_Object pointing dataset rows_
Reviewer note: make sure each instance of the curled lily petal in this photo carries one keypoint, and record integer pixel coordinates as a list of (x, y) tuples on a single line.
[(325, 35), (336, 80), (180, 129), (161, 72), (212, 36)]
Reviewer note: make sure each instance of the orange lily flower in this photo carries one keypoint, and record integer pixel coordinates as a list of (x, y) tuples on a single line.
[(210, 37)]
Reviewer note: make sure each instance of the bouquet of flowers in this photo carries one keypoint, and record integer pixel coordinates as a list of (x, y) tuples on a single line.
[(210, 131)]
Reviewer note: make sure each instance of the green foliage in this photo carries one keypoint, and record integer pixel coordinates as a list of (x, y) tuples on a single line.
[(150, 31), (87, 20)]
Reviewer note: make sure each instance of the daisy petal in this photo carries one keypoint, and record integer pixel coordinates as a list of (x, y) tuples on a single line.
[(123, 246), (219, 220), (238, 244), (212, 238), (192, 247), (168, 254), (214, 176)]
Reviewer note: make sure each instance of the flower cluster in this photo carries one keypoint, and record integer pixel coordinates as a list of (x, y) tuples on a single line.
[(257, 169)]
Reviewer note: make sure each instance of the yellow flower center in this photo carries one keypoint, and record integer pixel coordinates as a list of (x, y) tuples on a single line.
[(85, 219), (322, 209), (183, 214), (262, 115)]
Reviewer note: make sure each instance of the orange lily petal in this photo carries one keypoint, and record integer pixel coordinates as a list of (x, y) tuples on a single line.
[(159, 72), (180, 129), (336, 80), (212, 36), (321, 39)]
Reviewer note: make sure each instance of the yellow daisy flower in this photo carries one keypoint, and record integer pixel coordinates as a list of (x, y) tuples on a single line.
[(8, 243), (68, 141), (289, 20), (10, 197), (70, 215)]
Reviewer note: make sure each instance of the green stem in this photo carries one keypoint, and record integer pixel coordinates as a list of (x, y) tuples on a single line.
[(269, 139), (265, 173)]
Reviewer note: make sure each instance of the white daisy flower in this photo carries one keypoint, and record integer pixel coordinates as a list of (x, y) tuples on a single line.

_Stated goal_
Rewrite the rows starting at the line containing "Reviewer note: make sure each instance of the orange lily flower" and ending at the line containing "[(257, 169)]", both included. Keep each request as it is, and multiply every coordinate in the answers by 0.95, rounding to whole numbers with halves rounded up.

_Output of the exercise_
Reviewer note: make sure each instance of the orange lily flower in this photo carries one keypoint, and record integer pixel coordinates as a list of (x, y) tuples on a single line.
[(200, 35)]
Reviewer note: make sure each instance of the bouquet of flowers in this photo carries one keypoint, and record integer pixel coordinates as a list of (x, y) tuples on a single line.
[(200, 124)]
Reviewer note: make sure each instance of the green foliage in this photo carries one keypoint, and record integer pixel coordinates as a list of (x, y) tuples on a single line.
[(143, 29), (83, 19)]
Reviewer note: make sure each instance of the daisy petal in this photo carries one keypoint, and record integer pixel coordinates as a list of (x, y) tuples on a single line.
[(117, 234), (208, 209), (226, 232), (201, 226), (182, 235), (160, 241), (203, 167)]
Reviewer note: make sure each instance of the flower cluster in this photo carries one keypoint, and record integer pixel coordinates as a list of (x, y) tuples on a single line.
[(244, 161)]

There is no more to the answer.